§ **Task prompt**: Nothing but the lines from the one containing "If you could mark the gray" through the end of the data should be output, each reproduced exactly.

(Saved entries)
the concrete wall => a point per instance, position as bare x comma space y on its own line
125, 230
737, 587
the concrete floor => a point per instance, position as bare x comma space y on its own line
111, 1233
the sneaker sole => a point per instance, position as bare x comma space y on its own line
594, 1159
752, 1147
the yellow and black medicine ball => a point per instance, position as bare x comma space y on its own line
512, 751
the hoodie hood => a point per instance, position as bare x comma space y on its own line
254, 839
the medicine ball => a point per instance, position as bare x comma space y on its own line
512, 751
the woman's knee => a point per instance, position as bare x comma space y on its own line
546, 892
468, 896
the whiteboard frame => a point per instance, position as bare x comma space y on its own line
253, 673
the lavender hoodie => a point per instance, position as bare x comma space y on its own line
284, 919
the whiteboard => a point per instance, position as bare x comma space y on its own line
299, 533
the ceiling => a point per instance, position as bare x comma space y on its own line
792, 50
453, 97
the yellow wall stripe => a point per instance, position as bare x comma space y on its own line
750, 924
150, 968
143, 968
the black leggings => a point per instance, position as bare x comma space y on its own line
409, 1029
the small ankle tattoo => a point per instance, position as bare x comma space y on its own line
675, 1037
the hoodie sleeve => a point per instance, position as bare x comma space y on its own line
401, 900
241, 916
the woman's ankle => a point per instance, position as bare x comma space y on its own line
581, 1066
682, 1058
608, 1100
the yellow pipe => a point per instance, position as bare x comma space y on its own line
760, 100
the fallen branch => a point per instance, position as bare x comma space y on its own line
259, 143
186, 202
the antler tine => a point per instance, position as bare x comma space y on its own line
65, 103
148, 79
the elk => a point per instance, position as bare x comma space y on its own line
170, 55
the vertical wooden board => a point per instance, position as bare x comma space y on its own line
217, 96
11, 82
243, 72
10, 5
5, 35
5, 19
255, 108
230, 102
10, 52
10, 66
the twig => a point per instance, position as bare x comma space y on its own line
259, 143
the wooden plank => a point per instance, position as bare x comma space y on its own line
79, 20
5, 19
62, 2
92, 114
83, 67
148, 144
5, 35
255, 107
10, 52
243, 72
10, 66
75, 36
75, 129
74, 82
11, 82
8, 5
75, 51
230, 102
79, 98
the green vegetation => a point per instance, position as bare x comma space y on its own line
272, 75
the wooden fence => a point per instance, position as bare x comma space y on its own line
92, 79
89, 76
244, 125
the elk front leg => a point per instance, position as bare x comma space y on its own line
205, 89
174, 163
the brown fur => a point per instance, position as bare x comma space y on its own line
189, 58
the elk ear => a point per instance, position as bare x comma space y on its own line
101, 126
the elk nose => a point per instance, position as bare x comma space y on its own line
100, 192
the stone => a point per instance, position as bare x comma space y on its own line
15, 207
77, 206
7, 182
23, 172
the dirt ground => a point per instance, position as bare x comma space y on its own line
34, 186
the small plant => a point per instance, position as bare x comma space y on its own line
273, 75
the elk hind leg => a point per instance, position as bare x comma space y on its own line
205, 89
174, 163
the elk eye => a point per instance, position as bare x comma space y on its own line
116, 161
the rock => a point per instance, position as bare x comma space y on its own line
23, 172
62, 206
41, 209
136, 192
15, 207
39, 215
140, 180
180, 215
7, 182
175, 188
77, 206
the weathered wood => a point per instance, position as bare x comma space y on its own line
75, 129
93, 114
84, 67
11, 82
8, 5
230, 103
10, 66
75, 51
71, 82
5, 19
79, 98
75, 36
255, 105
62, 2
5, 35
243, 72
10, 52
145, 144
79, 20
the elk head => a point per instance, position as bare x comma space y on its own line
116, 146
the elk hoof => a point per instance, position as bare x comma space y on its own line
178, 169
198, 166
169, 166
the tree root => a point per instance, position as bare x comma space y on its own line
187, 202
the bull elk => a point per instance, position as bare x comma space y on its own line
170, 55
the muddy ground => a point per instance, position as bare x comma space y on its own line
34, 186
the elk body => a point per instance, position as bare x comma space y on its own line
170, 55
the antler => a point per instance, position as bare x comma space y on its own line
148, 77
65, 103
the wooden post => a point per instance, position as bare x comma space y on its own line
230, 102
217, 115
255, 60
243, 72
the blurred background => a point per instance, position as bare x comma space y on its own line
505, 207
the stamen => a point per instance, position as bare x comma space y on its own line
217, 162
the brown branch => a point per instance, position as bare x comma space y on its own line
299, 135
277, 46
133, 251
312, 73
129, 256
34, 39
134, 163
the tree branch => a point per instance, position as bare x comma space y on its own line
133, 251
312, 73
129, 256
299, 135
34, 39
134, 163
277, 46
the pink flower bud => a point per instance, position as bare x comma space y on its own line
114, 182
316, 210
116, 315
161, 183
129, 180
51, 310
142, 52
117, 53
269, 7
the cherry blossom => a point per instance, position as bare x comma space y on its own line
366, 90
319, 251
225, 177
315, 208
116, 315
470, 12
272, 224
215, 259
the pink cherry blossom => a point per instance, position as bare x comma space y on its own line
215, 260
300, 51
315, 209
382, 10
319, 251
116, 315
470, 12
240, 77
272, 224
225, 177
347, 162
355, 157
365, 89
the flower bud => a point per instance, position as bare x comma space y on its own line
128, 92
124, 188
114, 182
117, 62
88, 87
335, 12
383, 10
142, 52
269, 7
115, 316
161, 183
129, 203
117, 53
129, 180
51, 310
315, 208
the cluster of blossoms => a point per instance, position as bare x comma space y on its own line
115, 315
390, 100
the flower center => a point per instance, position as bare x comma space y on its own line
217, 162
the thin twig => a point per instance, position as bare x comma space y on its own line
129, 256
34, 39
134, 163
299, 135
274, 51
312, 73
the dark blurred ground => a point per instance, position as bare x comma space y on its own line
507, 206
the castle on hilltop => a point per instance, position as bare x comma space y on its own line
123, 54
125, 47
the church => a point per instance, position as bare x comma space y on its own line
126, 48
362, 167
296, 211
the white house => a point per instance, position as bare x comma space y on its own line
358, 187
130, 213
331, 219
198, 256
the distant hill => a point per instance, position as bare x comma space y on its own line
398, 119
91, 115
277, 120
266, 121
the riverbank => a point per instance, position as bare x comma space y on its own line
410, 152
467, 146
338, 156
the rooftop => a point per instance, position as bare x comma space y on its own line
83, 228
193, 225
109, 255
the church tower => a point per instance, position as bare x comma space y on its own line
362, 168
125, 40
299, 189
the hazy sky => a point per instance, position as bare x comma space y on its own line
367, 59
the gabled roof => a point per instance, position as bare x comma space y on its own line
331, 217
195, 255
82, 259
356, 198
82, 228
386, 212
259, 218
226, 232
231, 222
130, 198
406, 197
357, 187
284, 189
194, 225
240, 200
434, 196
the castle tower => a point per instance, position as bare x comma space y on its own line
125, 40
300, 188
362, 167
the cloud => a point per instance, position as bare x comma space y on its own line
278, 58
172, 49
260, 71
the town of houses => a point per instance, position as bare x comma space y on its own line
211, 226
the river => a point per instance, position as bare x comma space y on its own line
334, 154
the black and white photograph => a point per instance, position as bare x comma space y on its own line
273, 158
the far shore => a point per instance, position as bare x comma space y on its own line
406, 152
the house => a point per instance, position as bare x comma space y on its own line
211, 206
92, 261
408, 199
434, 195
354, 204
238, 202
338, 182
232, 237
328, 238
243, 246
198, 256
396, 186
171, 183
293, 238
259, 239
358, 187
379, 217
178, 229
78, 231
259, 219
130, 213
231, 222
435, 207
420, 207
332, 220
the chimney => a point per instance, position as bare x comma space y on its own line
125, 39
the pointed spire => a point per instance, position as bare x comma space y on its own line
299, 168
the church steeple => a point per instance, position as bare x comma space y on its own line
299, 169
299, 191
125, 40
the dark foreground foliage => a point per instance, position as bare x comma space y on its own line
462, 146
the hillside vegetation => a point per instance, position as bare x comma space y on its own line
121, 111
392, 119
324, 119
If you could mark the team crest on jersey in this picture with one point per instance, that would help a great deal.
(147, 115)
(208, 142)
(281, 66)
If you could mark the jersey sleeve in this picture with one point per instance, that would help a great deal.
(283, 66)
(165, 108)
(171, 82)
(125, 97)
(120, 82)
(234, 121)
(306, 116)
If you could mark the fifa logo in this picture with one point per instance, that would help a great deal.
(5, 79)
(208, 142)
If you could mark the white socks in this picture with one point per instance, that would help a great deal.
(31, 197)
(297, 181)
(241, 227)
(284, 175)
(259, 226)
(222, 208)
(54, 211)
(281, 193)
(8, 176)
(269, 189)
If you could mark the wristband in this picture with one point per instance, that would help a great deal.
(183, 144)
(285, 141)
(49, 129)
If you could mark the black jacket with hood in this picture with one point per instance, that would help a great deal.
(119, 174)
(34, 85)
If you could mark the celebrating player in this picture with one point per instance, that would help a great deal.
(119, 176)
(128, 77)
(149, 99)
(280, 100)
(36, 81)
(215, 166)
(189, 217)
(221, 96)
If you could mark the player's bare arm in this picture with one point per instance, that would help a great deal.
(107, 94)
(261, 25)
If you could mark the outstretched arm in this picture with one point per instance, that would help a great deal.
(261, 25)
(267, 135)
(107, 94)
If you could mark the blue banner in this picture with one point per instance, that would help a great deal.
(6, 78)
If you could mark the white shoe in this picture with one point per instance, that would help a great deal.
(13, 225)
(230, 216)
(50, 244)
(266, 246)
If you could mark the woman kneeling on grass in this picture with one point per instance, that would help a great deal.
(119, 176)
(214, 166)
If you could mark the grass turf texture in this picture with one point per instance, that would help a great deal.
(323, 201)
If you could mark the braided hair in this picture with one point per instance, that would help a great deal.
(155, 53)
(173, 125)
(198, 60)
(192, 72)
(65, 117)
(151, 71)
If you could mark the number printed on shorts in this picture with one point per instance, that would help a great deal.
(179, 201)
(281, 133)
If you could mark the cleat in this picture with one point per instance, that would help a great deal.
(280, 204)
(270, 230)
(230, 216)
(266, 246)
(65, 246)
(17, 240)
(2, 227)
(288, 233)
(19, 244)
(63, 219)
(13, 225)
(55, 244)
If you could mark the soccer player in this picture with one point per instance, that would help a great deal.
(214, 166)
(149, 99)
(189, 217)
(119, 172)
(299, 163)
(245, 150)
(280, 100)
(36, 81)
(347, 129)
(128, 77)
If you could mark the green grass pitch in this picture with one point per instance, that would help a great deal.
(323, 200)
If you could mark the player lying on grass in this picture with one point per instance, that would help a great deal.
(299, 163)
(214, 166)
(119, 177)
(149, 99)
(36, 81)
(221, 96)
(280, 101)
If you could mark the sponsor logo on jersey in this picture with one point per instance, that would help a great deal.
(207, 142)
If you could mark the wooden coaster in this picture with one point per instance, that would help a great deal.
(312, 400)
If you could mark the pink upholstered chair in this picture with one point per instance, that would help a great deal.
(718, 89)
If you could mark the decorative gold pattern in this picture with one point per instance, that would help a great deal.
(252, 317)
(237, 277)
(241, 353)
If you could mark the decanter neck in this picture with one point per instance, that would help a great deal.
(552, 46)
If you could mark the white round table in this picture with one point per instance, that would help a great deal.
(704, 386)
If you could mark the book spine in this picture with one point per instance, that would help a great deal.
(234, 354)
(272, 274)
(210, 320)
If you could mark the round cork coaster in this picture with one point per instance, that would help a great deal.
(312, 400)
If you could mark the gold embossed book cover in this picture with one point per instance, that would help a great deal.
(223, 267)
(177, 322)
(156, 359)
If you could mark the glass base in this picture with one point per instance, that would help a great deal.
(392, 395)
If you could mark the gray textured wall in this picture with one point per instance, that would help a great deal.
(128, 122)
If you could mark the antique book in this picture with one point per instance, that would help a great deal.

§ **Problem solution**:
If you could mark the gray textured wall in this picture with one point per instance, that would help a great deal.
(128, 122)
If you could mark the antique book in this picture with one point per instance, that would help a great deal.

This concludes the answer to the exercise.